* **VORGEGEBENE AUFGABE**
Überführe sämtliche folgenden Einträge Zeile für Zeile in eine nummerierte Liste. Leerzeilen werden dabei ausgelassen.

* **BEREITGESTELLTE ANGABEN**
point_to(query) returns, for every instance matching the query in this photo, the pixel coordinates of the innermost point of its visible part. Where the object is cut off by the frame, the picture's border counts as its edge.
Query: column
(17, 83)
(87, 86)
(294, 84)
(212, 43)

* **ANTWORT UNTEN**
1. point_to(query) returns, for every instance matching the query in this photo, the pixel coordinates of the innermost point of its visible part. Where the object is cut off by the frame, the picture's border counts as its edge.
2. Query: column
3. (17, 83)
4. (87, 86)
5. (294, 84)
6. (212, 43)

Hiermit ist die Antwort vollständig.